Your answer should be the line that contains "# inside = enclosed" and each line after it, restated word for word through the final line of the entries.

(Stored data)
★ ★ ★ ★
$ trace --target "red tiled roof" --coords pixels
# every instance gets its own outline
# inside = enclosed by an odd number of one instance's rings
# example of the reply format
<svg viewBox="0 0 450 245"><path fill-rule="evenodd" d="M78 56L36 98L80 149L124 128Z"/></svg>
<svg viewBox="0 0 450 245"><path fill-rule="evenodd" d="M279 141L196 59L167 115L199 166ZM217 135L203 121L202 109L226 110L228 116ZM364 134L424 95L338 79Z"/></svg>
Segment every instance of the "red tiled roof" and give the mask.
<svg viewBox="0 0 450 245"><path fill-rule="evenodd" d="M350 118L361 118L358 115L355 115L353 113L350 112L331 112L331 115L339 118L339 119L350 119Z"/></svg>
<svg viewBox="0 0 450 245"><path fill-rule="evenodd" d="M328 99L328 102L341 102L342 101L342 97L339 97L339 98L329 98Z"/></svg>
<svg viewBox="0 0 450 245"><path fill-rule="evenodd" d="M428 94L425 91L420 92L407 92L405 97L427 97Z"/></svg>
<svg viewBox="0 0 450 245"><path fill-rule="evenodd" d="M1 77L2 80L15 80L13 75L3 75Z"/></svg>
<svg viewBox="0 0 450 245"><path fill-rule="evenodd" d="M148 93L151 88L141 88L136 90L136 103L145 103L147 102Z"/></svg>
★ ★ ★ ★
§ REPLY TO THE EXERCISE:
# inside = enclosed by an odd number of one instance's rings
# example of the reply format
<svg viewBox="0 0 450 245"><path fill-rule="evenodd" d="M78 56L36 98L80 149L124 128Z"/></svg>
<svg viewBox="0 0 450 245"><path fill-rule="evenodd" d="M279 141L196 59L167 115L199 166ZM217 135L203 121L202 109L226 110L228 116ZM364 134L424 95L338 79Z"/></svg>
Segment every instance of the "red tiled roof" and give the mask.
<svg viewBox="0 0 450 245"><path fill-rule="evenodd" d="M350 118L361 118L358 115L355 115L353 113L350 112L331 112L331 115L339 118L339 119L350 119Z"/></svg>
<svg viewBox="0 0 450 245"><path fill-rule="evenodd" d="M328 99L328 102L341 102L342 101L342 97L339 97L339 98L329 98Z"/></svg>
<svg viewBox="0 0 450 245"><path fill-rule="evenodd" d="M428 94L425 91L420 92L407 92L405 97L427 97Z"/></svg>
<svg viewBox="0 0 450 245"><path fill-rule="evenodd" d="M1 77L2 80L15 80L13 75L3 75Z"/></svg>
<svg viewBox="0 0 450 245"><path fill-rule="evenodd" d="M148 93L151 88L141 88L136 90L136 103L145 103L147 102Z"/></svg>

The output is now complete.